§ Problem statement
Retype the data that follows exactly. No pictures belong in the copy.

§ Data for this task
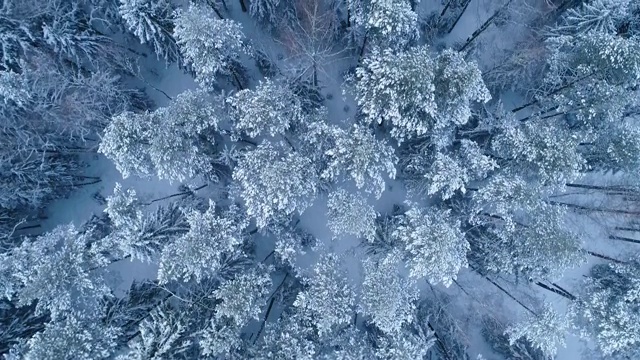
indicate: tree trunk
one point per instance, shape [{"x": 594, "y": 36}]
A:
[
  {"x": 622, "y": 238},
  {"x": 605, "y": 257},
  {"x": 364, "y": 45},
  {"x": 485, "y": 25},
  {"x": 561, "y": 293},
  {"x": 459, "y": 16},
  {"x": 570, "y": 84},
  {"x": 237, "y": 81},
  {"x": 581, "y": 207},
  {"x": 444, "y": 11}
]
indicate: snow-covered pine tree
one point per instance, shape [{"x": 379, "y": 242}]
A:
[
  {"x": 329, "y": 297},
  {"x": 540, "y": 149},
  {"x": 419, "y": 95},
  {"x": 350, "y": 214},
  {"x": 79, "y": 333},
  {"x": 591, "y": 77},
  {"x": 162, "y": 333},
  {"x": 519, "y": 233},
  {"x": 275, "y": 181},
  {"x": 608, "y": 307},
  {"x": 266, "y": 10},
  {"x": 170, "y": 142},
  {"x": 387, "y": 298},
  {"x": 54, "y": 269},
  {"x": 271, "y": 109},
  {"x": 211, "y": 46},
  {"x": 359, "y": 155},
  {"x": 596, "y": 15},
  {"x": 137, "y": 234},
  {"x": 615, "y": 147},
  {"x": 545, "y": 331},
  {"x": 243, "y": 297},
  {"x": 448, "y": 171},
  {"x": 292, "y": 337},
  {"x": 384, "y": 23},
  {"x": 432, "y": 243},
  {"x": 211, "y": 247},
  {"x": 152, "y": 21}
]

§ Task solution
indicate: tree trunk
one point per instance, shape [{"x": 594, "y": 36}]
A:
[
  {"x": 622, "y": 238},
  {"x": 605, "y": 257},
  {"x": 364, "y": 45},
  {"x": 485, "y": 25},
  {"x": 561, "y": 293},
  {"x": 459, "y": 16},
  {"x": 570, "y": 84},
  {"x": 237, "y": 81},
  {"x": 581, "y": 207},
  {"x": 444, "y": 11}
]
indicate: snow-covered pine tree
one point per instance, shape [{"x": 379, "y": 242}]
A:
[
  {"x": 329, "y": 297},
  {"x": 540, "y": 149},
  {"x": 419, "y": 95},
  {"x": 350, "y": 214},
  {"x": 79, "y": 333},
  {"x": 591, "y": 77},
  {"x": 162, "y": 333},
  {"x": 519, "y": 233},
  {"x": 275, "y": 181},
  {"x": 608, "y": 307},
  {"x": 266, "y": 10},
  {"x": 170, "y": 142},
  {"x": 387, "y": 298},
  {"x": 54, "y": 269},
  {"x": 271, "y": 109},
  {"x": 211, "y": 46},
  {"x": 359, "y": 155},
  {"x": 596, "y": 15},
  {"x": 137, "y": 234},
  {"x": 615, "y": 147},
  {"x": 545, "y": 331},
  {"x": 243, "y": 297},
  {"x": 448, "y": 171},
  {"x": 292, "y": 337},
  {"x": 384, "y": 23},
  {"x": 432, "y": 243},
  {"x": 211, "y": 247},
  {"x": 152, "y": 21}
]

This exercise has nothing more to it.